Please print, word for word, the lines of the entries between the one holding "Point to the wispy" and the one holding "x=334, y=146", inclusive.

□ □ □ □ □

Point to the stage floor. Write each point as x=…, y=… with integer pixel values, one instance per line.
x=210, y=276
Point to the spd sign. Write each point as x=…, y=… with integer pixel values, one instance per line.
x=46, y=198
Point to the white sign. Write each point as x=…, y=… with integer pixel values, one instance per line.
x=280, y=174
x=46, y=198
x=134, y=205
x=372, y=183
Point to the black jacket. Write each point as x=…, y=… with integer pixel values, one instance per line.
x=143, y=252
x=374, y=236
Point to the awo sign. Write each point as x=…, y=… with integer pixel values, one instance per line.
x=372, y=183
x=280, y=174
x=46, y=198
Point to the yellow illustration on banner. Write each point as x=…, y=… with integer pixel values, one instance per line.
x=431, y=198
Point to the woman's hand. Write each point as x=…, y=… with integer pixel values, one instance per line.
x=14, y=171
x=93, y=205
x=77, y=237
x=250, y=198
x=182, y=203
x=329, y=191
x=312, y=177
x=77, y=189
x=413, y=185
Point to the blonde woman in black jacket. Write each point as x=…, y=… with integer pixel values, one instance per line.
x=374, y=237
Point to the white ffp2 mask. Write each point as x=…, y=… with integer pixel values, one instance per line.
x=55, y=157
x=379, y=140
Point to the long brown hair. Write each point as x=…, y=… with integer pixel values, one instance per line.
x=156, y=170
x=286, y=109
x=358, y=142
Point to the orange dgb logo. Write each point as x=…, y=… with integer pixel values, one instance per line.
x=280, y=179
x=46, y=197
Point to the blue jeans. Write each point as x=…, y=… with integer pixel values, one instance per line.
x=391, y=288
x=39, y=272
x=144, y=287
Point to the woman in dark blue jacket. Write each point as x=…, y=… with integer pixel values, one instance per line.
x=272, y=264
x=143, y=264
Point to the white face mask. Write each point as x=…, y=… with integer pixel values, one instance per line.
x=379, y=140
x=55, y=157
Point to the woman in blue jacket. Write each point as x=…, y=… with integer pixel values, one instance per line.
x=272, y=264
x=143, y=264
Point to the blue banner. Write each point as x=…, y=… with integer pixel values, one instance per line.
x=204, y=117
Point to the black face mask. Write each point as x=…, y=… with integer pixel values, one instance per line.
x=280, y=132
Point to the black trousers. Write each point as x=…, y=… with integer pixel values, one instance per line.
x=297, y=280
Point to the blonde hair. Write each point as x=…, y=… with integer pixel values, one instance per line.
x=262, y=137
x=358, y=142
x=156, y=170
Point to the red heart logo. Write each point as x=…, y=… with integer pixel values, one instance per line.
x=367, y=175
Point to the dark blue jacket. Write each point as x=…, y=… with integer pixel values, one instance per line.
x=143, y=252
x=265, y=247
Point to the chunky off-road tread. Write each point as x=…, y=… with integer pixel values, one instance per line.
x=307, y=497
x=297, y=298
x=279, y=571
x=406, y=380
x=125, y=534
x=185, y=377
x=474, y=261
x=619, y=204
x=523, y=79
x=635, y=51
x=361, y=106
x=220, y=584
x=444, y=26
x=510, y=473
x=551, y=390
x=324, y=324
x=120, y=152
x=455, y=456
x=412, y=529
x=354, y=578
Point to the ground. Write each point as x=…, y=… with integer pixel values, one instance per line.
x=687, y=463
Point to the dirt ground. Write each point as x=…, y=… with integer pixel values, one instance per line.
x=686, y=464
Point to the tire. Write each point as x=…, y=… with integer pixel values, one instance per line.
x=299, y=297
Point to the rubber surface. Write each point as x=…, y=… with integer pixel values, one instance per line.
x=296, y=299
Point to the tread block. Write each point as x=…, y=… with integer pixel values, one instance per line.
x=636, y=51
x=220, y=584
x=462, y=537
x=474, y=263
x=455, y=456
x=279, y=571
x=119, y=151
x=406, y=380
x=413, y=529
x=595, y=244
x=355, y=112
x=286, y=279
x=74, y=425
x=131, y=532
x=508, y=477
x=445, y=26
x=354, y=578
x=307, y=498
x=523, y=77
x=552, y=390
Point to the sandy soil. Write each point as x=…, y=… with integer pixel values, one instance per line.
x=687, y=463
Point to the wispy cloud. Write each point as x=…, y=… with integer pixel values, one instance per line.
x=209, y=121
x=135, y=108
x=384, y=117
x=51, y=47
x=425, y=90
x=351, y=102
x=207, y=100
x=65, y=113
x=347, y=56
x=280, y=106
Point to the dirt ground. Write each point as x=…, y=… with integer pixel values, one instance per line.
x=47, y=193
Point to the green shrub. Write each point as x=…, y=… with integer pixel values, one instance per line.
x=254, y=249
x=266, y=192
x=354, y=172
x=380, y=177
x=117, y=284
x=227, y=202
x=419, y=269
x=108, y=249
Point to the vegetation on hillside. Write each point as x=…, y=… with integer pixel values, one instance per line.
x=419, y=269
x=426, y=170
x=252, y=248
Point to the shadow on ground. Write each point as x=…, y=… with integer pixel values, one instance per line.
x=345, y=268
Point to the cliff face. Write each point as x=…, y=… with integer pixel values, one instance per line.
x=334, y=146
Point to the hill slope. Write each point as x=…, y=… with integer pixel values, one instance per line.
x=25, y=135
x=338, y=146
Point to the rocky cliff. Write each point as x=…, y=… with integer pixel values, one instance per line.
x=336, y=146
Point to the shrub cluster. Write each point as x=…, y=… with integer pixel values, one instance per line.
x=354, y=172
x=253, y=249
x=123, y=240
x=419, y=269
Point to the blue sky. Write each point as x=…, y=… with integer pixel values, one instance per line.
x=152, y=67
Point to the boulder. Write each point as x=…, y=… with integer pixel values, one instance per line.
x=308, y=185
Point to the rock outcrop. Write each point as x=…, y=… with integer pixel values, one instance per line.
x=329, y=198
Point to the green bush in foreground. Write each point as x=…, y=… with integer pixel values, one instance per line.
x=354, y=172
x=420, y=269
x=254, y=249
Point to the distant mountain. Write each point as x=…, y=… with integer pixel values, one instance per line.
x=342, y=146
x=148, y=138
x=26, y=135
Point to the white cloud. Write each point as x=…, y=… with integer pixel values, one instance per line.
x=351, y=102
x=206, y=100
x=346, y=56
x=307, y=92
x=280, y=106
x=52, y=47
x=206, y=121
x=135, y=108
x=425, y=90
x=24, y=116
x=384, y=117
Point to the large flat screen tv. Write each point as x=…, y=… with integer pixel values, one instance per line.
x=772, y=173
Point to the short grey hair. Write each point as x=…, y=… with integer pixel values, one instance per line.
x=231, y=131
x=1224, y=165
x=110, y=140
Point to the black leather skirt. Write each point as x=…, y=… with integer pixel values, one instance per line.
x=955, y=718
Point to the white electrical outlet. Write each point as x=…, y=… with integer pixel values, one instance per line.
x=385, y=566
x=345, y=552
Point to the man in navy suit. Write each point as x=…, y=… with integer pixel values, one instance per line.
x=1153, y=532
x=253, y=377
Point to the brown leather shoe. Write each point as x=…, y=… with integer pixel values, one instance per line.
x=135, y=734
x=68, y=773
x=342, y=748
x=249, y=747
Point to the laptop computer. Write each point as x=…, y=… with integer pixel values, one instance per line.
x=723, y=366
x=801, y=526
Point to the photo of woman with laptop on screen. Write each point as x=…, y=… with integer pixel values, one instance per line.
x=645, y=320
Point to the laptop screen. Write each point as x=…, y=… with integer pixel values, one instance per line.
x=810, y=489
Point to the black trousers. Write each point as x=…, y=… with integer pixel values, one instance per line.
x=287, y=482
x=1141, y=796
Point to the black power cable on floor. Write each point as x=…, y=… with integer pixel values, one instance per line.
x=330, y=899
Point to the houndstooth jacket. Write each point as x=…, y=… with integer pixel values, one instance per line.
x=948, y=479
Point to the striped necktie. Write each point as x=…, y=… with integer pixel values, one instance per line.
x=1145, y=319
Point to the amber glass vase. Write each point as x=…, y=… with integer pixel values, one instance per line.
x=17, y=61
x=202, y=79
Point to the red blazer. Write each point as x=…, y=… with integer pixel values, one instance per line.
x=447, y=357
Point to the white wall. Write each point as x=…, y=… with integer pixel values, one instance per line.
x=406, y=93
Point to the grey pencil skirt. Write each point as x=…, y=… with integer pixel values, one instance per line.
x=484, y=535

□ □ □ □ □

## EXERCISE OUTPUT
Point to the wispy cloud. Write each point as x=…, y=… with integer pixel values, one instance per line.
x=209, y=121
x=135, y=108
x=384, y=117
x=51, y=47
x=425, y=90
x=351, y=102
x=207, y=100
x=65, y=113
x=347, y=56
x=280, y=106
Point to the dirt ground. Write each point as x=…, y=… with integer pixel values, one instance per line.
x=47, y=193
Point to the green shrub. Write each point as x=…, y=… with integer pixel values, one instance per line.
x=254, y=249
x=266, y=192
x=354, y=172
x=380, y=177
x=117, y=284
x=227, y=202
x=419, y=269
x=108, y=249
Point to the vegetation on hillside. Write each point as x=…, y=… with integer pixel values, one instance per line.
x=419, y=269
x=426, y=170
x=252, y=248
Point to the shadow on ground. Write each point as x=…, y=… with integer pixel values, one instance per line.
x=345, y=268
Point to the cliff face. Write each point as x=…, y=… with integer pixel values, one instance per line.
x=334, y=146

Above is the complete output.